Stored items
┄┄┄┄┄┄┄┄┄┄┄┄┄┄┄┄┄┄┄┄

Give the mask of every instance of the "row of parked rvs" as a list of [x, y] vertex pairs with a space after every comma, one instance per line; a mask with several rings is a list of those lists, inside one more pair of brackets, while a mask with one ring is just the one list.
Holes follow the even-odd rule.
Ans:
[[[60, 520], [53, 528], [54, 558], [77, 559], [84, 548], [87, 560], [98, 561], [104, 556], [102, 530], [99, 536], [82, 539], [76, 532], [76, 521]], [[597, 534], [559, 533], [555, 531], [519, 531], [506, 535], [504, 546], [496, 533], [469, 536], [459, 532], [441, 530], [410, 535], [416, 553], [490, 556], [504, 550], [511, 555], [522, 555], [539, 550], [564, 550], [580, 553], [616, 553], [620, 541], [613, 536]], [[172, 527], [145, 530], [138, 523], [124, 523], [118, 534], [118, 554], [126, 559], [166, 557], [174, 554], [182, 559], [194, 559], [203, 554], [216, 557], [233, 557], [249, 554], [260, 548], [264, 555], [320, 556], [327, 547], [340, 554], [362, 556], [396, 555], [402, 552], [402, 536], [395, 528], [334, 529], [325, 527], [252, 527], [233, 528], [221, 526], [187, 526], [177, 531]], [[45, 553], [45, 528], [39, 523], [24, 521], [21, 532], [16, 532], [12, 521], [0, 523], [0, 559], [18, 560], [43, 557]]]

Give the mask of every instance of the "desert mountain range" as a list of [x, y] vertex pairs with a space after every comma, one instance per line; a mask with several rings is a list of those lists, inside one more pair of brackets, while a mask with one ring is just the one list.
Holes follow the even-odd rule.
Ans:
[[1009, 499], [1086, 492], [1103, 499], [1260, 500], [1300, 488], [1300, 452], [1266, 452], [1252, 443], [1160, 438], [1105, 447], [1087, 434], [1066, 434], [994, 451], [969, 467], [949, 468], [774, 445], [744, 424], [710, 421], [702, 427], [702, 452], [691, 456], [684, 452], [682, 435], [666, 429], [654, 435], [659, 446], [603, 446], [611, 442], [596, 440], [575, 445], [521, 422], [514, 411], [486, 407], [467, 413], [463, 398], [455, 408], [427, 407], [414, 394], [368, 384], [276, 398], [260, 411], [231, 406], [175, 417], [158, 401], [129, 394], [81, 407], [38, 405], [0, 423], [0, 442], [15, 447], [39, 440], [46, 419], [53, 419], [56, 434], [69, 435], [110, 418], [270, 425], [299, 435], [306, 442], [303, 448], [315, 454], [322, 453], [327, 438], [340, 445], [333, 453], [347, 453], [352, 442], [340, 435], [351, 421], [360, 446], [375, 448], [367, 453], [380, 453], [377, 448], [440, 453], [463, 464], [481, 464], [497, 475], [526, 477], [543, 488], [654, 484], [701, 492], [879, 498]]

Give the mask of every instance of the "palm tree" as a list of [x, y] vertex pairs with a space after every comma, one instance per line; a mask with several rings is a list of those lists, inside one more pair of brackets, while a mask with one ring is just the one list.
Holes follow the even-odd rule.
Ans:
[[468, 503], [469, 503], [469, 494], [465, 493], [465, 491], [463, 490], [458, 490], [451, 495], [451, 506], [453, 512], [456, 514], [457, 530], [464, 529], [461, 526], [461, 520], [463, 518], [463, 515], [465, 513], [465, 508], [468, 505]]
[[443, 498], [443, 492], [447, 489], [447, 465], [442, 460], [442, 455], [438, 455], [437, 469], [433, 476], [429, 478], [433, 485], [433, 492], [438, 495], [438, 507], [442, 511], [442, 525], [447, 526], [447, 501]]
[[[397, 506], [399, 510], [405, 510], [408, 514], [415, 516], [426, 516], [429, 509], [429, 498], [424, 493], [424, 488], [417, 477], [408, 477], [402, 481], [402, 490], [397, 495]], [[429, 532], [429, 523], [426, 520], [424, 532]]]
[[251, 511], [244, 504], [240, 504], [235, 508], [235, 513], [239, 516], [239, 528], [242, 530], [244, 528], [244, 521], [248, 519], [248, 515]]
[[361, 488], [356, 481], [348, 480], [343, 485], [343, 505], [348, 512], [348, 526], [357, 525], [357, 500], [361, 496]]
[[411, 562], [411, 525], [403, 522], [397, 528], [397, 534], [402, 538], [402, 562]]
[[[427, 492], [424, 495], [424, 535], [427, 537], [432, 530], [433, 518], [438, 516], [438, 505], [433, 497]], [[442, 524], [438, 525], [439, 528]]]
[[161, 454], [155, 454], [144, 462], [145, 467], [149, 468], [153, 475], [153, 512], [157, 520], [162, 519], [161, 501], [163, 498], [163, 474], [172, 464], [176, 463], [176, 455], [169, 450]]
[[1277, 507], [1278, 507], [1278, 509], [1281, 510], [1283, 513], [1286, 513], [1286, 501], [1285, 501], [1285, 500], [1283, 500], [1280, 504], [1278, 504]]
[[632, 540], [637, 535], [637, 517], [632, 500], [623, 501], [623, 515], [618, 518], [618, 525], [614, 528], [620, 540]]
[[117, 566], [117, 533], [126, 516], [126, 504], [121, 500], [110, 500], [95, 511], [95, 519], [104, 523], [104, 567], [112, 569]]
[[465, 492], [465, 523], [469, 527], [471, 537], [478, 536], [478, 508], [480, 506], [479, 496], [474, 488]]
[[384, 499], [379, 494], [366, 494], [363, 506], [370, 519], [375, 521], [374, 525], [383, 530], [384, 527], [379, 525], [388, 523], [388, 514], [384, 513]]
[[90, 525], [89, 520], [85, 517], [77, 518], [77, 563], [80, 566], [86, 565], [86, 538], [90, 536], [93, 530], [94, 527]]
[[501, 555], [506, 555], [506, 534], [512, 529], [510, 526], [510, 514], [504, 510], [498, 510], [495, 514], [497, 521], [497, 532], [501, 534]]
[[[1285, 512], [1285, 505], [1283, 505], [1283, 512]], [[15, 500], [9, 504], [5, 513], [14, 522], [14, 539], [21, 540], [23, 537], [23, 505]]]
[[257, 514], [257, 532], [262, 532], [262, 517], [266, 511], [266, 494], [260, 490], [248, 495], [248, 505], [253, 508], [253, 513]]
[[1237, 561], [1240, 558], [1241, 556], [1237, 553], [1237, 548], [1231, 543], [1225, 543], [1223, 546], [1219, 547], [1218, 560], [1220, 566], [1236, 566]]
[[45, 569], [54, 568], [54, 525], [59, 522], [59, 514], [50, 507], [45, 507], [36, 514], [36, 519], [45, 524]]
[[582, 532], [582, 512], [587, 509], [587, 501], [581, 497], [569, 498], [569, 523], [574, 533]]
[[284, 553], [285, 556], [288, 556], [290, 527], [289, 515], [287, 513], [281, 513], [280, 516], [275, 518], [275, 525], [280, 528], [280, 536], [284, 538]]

┄┄┄┄┄┄┄┄┄┄┄┄┄┄┄┄┄┄┄┄

Problem to solve:
An exact copy of every line above, start to finish, is required.

Problem solution:
Give the mask of every instance of the "row of parked rvs" as a list of [x, y] vertex pairs with a space after every comma, one instance per line; a mask with several rings is a list of those lists, inside one more pair of brackets, while a mask with one ring is just the one list.
Holes follow the even-odd rule.
Ans:
[[[60, 520], [53, 528], [54, 558], [77, 559], [84, 548], [87, 560], [98, 561], [104, 556], [102, 530], [99, 536], [82, 539], [76, 532], [76, 521]], [[597, 534], [559, 533], [555, 531], [519, 531], [506, 535], [504, 546], [496, 533], [469, 536], [459, 532], [441, 530], [410, 535], [416, 553], [490, 556], [504, 550], [511, 555], [522, 555], [539, 550], [564, 550], [580, 553], [616, 553], [620, 541], [613, 536]], [[172, 527], [145, 530], [138, 523], [124, 523], [118, 534], [118, 554], [126, 559], [166, 557], [174, 554], [182, 559], [194, 559], [203, 554], [216, 557], [233, 557], [249, 554], [260, 548], [264, 555], [320, 556], [327, 547], [340, 554], [362, 556], [396, 555], [402, 552], [402, 536], [395, 528], [334, 529], [325, 527], [252, 527], [233, 528], [221, 526], [187, 526], [177, 531]], [[45, 553], [45, 528], [39, 523], [24, 521], [21, 532], [16, 532], [12, 521], [0, 523], [0, 559], [18, 560], [43, 557]]]

Give the mask of every instance of the "desert mountain range" as a list of [x, y] vertex pairs with a space after every comma, one instance per line; a mask with several rings is a list of those lists, inside one more pair of brackets, while a mask with one ring is just the one list.
Holes follow the even-odd rule.
Ans:
[[1009, 499], [1086, 492], [1103, 499], [1260, 500], [1300, 488], [1300, 452], [1266, 452], [1252, 443], [1160, 438], [1105, 447], [1087, 434], [1066, 434], [994, 451], [969, 467], [949, 468], [774, 445], [744, 424], [710, 421], [702, 427], [702, 452], [691, 456], [684, 452], [682, 435], [666, 429], [654, 435], [659, 446], [603, 446], [611, 442], [596, 440], [575, 445], [521, 422], [514, 411], [486, 407], [467, 413], [463, 398], [455, 408], [427, 407], [414, 394], [368, 384], [276, 398], [260, 411], [231, 406], [175, 417], [158, 401], [129, 394], [81, 407], [38, 405], [0, 423], [0, 442], [15, 447], [39, 440], [46, 419], [53, 419], [56, 434], [69, 435], [110, 418], [270, 425], [299, 435], [306, 442], [303, 448], [315, 454], [322, 453], [327, 438], [340, 445], [333, 453], [347, 453], [352, 442], [340, 435], [351, 421], [360, 446], [375, 448], [367, 453], [380, 453], [377, 448], [440, 453], [463, 464], [481, 464], [497, 475], [526, 477], [543, 488], [654, 484], [701, 492], [879, 498]]

Give the mask of every instance of the "palm tree" as a list of [x, y] vertex pairs with a space after every comma, one instance per line; a mask with several rings is a list of those lists, inside one more pair of brackets, while a mask with one ring is just the one list.
Holes follow the even-odd rule.
Ans:
[[468, 503], [469, 503], [469, 494], [465, 493], [465, 491], [463, 490], [458, 490], [451, 495], [451, 506], [453, 512], [456, 514], [457, 530], [464, 529], [461, 526], [461, 520], [463, 518], [463, 515], [465, 513], [465, 508], [468, 505]]
[[443, 498], [443, 492], [447, 489], [447, 465], [442, 460], [442, 455], [438, 455], [437, 469], [433, 476], [429, 478], [433, 485], [433, 492], [438, 495], [438, 507], [442, 511], [442, 525], [447, 526], [447, 501]]
[[[397, 506], [399, 510], [405, 510], [408, 514], [415, 516], [426, 516], [429, 509], [429, 498], [424, 493], [424, 488], [417, 477], [408, 477], [402, 481], [402, 490], [397, 495]], [[429, 532], [429, 523], [426, 520], [424, 532]]]
[[251, 511], [244, 504], [240, 504], [235, 508], [235, 513], [239, 516], [239, 528], [242, 530], [244, 528], [244, 521], [248, 519], [248, 515]]
[[361, 488], [356, 481], [348, 480], [343, 485], [343, 505], [348, 512], [348, 526], [357, 525], [357, 500], [361, 496]]
[[411, 562], [411, 525], [403, 522], [397, 528], [397, 534], [402, 538], [402, 562]]
[[[427, 492], [424, 495], [424, 535], [427, 537], [432, 530], [433, 518], [438, 516], [438, 505], [433, 497]], [[442, 524], [438, 525], [439, 528]]]
[[161, 454], [155, 454], [144, 462], [145, 467], [149, 468], [153, 475], [153, 512], [157, 520], [162, 519], [161, 501], [163, 498], [163, 474], [172, 464], [176, 463], [176, 455], [169, 450]]
[[1277, 507], [1278, 507], [1278, 509], [1281, 510], [1283, 513], [1286, 513], [1286, 501], [1285, 501], [1285, 500], [1283, 500], [1280, 504], [1278, 504]]
[[632, 540], [637, 535], [637, 517], [632, 500], [623, 501], [623, 515], [618, 518], [618, 525], [614, 528], [620, 540]]
[[117, 566], [117, 533], [126, 516], [126, 504], [121, 500], [110, 500], [95, 511], [95, 519], [104, 523], [104, 567], [112, 569]]
[[465, 492], [465, 523], [469, 527], [471, 537], [478, 536], [478, 508], [480, 506], [479, 496], [474, 488]]
[[384, 499], [379, 494], [366, 494], [363, 506], [370, 519], [375, 521], [374, 525], [383, 530], [384, 527], [379, 525], [388, 523], [388, 514], [384, 513]]
[[90, 525], [89, 520], [85, 517], [77, 518], [77, 563], [80, 566], [86, 565], [86, 538], [90, 536], [93, 530], [94, 527]]
[[501, 555], [506, 555], [506, 534], [512, 529], [510, 526], [510, 514], [504, 510], [498, 510], [495, 514], [497, 521], [497, 532], [501, 534]]
[[[1285, 512], [1285, 505], [1283, 505], [1283, 512]], [[15, 500], [9, 504], [5, 513], [14, 522], [14, 539], [21, 540], [23, 537], [23, 505]]]
[[257, 514], [257, 532], [262, 532], [262, 517], [266, 511], [266, 494], [260, 490], [248, 495], [248, 505], [253, 508], [253, 513]]
[[1237, 561], [1240, 558], [1241, 556], [1237, 553], [1237, 548], [1231, 543], [1225, 543], [1223, 546], [1219, 547], [1218, 560], [1220, 566], [1236, 566]]
[[45, 569], [54, 568], [54, 525], [59, 522], [59, 514], [50, 507], [45, 507], [36, 514], [36, 519], [45, 524]]
[[582, 532], [582, 512], [587, 509], [587, 501], [581, 497], [569, 498], [569, 523], [574, 533]]
[[284, 553], [285, 556], [288, 556], [290, 527], [289, 515], [287, 513], [281, 513], [280, 516], [275, 518], [275, 525], [280, 528], [280, 536], [284, 538]]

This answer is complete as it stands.